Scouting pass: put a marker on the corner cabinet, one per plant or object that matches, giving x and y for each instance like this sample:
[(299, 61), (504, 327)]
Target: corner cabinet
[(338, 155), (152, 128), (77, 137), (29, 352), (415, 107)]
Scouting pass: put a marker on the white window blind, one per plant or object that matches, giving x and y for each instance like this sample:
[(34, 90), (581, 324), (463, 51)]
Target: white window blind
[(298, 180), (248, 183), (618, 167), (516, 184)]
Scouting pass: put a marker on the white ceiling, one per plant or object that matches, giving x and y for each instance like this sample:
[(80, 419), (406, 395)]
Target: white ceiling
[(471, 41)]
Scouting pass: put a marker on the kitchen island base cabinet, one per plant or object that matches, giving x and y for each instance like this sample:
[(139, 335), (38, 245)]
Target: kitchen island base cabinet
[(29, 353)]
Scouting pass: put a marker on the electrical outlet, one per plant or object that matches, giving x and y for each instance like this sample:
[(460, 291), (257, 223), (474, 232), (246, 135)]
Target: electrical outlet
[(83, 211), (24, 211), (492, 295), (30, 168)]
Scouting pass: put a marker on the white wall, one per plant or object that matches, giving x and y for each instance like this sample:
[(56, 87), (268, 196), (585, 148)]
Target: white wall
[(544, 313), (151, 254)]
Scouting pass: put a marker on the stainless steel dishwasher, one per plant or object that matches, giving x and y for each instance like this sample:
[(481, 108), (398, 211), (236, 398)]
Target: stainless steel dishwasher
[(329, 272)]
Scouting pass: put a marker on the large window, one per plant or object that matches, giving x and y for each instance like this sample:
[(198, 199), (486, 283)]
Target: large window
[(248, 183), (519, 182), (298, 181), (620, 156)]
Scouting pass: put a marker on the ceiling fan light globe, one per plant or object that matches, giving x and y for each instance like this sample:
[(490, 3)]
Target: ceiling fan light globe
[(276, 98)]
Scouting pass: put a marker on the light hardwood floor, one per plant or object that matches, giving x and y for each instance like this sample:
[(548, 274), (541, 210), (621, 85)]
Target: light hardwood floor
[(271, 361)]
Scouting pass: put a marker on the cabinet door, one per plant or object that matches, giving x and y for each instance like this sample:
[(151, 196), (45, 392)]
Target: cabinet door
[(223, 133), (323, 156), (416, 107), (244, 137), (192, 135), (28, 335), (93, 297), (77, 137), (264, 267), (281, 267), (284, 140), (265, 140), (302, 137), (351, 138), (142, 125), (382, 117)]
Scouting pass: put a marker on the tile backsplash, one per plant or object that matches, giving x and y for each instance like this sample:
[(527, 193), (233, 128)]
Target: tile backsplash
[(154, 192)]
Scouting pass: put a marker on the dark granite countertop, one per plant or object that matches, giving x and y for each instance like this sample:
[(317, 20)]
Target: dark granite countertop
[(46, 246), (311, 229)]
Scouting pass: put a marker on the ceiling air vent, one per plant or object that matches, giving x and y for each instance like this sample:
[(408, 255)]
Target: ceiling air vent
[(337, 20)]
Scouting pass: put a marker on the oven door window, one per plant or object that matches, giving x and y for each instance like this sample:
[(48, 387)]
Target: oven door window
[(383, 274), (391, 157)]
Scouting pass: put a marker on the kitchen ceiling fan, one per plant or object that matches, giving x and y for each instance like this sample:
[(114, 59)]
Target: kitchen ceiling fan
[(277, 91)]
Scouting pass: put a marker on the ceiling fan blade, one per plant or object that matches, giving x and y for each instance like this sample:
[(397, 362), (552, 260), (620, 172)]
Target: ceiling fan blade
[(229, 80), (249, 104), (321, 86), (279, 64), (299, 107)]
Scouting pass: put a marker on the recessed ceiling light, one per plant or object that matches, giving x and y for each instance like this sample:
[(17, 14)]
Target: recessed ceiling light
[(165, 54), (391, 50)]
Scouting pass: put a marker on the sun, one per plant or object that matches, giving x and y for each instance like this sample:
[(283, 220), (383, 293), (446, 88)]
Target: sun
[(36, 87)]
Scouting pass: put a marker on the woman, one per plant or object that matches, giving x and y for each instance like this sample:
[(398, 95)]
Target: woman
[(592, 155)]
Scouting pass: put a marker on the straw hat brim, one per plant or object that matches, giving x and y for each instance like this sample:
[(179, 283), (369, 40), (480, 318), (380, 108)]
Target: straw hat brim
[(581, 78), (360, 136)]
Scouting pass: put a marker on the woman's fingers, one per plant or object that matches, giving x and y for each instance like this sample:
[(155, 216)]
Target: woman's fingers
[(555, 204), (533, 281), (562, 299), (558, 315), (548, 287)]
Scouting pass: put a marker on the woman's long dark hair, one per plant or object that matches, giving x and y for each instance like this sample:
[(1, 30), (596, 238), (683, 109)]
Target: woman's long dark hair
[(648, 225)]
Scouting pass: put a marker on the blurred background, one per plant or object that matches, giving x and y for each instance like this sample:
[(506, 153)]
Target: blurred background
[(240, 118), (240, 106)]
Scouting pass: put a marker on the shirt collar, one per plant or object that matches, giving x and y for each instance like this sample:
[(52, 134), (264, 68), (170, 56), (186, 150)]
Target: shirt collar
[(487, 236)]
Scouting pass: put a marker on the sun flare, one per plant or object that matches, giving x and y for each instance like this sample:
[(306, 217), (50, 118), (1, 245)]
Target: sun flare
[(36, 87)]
────
**REQUEST**
Write the material out exactly, with nothing left out.

**RESPONSE**
Scouting pass: put a marker on the corner cabinet, one per plant or object that matches, giving x and y for each instance like this sample:
[(299, 61), (504, 327)]
Target: corner cabinet
[(338, 155), (152, 128), (77, 137), (29, 352), (415, 107)]
Scouting pass: put a marker on the white window blind, one per plant or object that matches, giving x and y for each instance like this sample:
[(34, 90), (581, 324), (463, 51)]
Target: white window blind
[(298, 180), (248, 183), (618, 167), (516, 184)]
Scouting pass: put a marker on the white ceiling, one per plant or object that matches, giving x and y for each instance like this sample:
[(80, 419), (406, 395)]
Target: white ceiling
[(471, 41)]
Scouting pass: put a marker on the kitchen island base cabinet, one per plant or object that matches, giving x and y for each instance like this sample:
[(139, 335), (38, 245)]
Target: kitchen island base cabinet
[(29, 353)]
Scouting pass: put a marker on the electrical outlet, one per plant or object that matches, giving x and y for each instance like this sample:
[(460, 291), (257, 223), (474, 232), (246, 135)]
Target: electrical outlet
[(83, 211), (24, 211), (492, 295), (30, 168)]
Scouting pass: put a marker on the white wall, one per plant or object that matches, giving x and y for each instance like this sample:
[(56, 87), (268, 196), (585, 148)]
Target: white wall
[(544, 313), (151, 254)]
Scouting pass: put a marker on the stainless steel dishwasher, one per plant or object that matches, giving x and y for each instance like this sample:
[(481, 108), (398, 211), (236, 398)]
Target: stainless steel dishwasher
[(329, 272)]
Scouting pass: put a marker on the large window, one per plant or object that matches, giving x and y for each instance like this sample:
[(198, 199), (486, 283)]
Target: large window
[(248, 183), (519, 182), (298, 181), (620, 156)]
Scouting pass: put a marker on the ceiling fan light globe, one per plant or object that matches, giving x and y for each instance like this sample:
[(490, 3)]
Target: ceiling fan light globe
[(276, 98)]
Scouting pass: put a marker on the light hardwood floor, one per plant or object that matches, giving x and y for each instance like this sample:
[(548, 274), (541, 210), (621, 85)]
Target: light hardwood floor
[(271, 361)]
Scouting pass: put a marker on the cabinet door, one per plant or object that matches, giving x and y for each instance like this sample:
[(151, 196), (45, 392)]
Target: cabinet door
[(223, 133), (323, 156), (416, 107), (244, 137), (192, 135), (28, 335), (93, 297), (77, 137), (264, 267), (281, 267), (284, 140), (265, 140), (302, 137), (351, 138), (142, 125), (382, 117)]
Scouting pass: put a marker on the tile backsplash, one per plant or object that matches, giving x and y for each instance like this sample:
[(527, 193), (233, 128)]
Target: tile backsplash
[(154, 192)]
Scouting pass: put a marker on the dark granite countertop, one per plant or object that matches, giving x and y for each instance like this sample:
[(317, 20)]
Target: dark granite countertop
[(46, 246), (311, 229)]
Scouting pass: put a marker on the ceiling air vent, one per plant or object that matches, giving x and y for each instance like this sample:
[(408, 255)]
Target: ceiling air vent
[(337, 20)]
Scouting pass: put a marker on the oven door window, one per plant or object that matches, giving x and y for each instance like this sample:
[(48, 387)]
Target: oven door window
[(383, 274), (391, 157)]
Scouting pass: put a marker on the kitchen ceiling fan, one per plant or object that matches, giving x and y for each instance like this sample:
[(114, 59)]
Target: kitchen ceiling fan
[(277, 91)]
Scouting pass: put a marker on the ceiling fan blade, one per plant or object that matches, giving x and y for each instance like this sample:
[(397, 362), (552, 260), (620, 172)]
Target: ceiling fan blade
[(229, 80), (249, 104), (321, 86), (279, 64), (299, 107)]
Scouting pass: put a marker on the recessed ceiling light, one per plant or object that matches, giving x and y for each instance like this sample:
[(17, 14)]
Target: recessed ceiling light
[(165, 54), (391, 50)]
Scouting pass: put a marker on the sun, one per plant or object that matches, giving x and y for each instance like this sample:
[(283, 220), (383, 293), (446, 88)]
Target: sun
[(36, 87)]
Scouting pass: put a marker on the woman, one per plant or object that matches, giving x and y for each instance like this sample:
[(398, 95)]
Target: woman
[(592, 155)]
Scouting pass: put a marker on the straw hat brim, one per plant or object that matches, giving x and y for each instance like this sample:
[(179, 283), (369, 40), (480, 318), (380, 108)]
Target: straw hat brim
[(581, 78), (360, 136)]
Scouting pass: put a marker on the woman's fingers, one per plant or object that matches, giving x and y for each instance like this sample:
[(155, 216)]
Target: woman's fingers
[(555, 204), (533, 281), (562, 299), (558, 315), (548, 287)]
Scouting pass: put a marker on the woman's long dark hair, one per plant or object that matches, giving x and y for each instance like this sample:
[(1, 30), (596, 238), (683, 109)]
Target: woman's long dark hair
[(648, 225)]
Scouting pass: put a marker on the blurred background, one per plant or object that matches, giving x and y for each instance like this sample:
[(506, 153)]
Target: blurred background
[(240, 118), (240, 106)]
Scouting pass: put a marker on the shirt collar, one per plant or object that matches, giving x and y for each instance like this sample:
[(52, 134), (264, 68), (170, 56), (186, 150)]
Target: shirt collar
[(487, 236)]
Scouting pass: put a marker on the sun flare, one per plant or object that matches, giving x and y for each instance like this sample:
[(306, 217), (50, 118), (1, 245)]
Target: sun flare
[(36, 87)]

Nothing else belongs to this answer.